[Excerpts from a point labeling dataset]
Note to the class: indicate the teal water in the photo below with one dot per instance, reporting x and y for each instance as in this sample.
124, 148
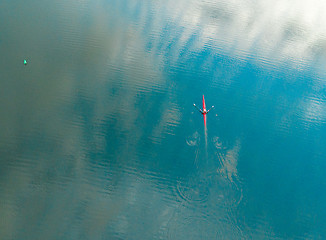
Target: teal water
99, 138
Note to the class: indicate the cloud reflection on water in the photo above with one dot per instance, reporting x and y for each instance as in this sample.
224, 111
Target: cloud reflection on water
96, 77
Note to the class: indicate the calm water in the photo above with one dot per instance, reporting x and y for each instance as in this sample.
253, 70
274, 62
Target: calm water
99, 138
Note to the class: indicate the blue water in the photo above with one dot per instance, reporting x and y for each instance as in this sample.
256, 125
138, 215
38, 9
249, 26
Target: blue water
99, 138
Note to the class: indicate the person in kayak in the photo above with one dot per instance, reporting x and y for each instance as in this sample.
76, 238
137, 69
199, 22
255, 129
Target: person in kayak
204, 112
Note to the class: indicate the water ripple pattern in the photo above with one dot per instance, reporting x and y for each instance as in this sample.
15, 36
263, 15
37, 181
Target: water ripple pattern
99, 138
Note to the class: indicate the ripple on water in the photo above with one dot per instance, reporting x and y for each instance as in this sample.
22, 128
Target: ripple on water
187, 225
210, 190
193, 140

• [The task]: Transcribe these lines word for word, omitting the pictures from your answer.

• [Complete output]:
Note to the class: indicate the teal water in the photo below with one dot per instance, reporting x and y for each instance as in this sample.
124, 148
Target: teal water
99, 138
Note to the class: indicate the cloud reflection on water in the photo above with one dot per instance, reporting x and y for each instance as in this sample.
224, 111
Target: cloud reflection on water
96, 77
Note to the class: indicate the calm water in the photo above with one dot per instance, reporting x and y for each instance as in this sample.
253, 70
274, 62
Target: calm water
99, 138
Note to the class: indicate the blue water in the photo above with one dot per instance, reporting x and y for each instance as in this sample.
256, 125
138, 215
38, 9
249, 26
Target: blue water
99, 138
Note to the class: indicate the person in kayak in the photo above with one dot per instance, reporting x and y for each instance as in this sample.
76, 238
137, 69
199, 22
255, 129
Target: person in kayak
204, 112
Note to the class: indicate the water ripple pattern in the photo above with one dot per instance, reporting x and y for each instance as in this sample.
15, 36
263, 15
37, 181
Target: water ripple pattern
99, 138
Note to the class: indicate the ripple on water in the photo above with one dot per instance, reporting x and y for each instance as in this sample.
22, 128
Target: ripple on water
187, 225
210, 190
193, 140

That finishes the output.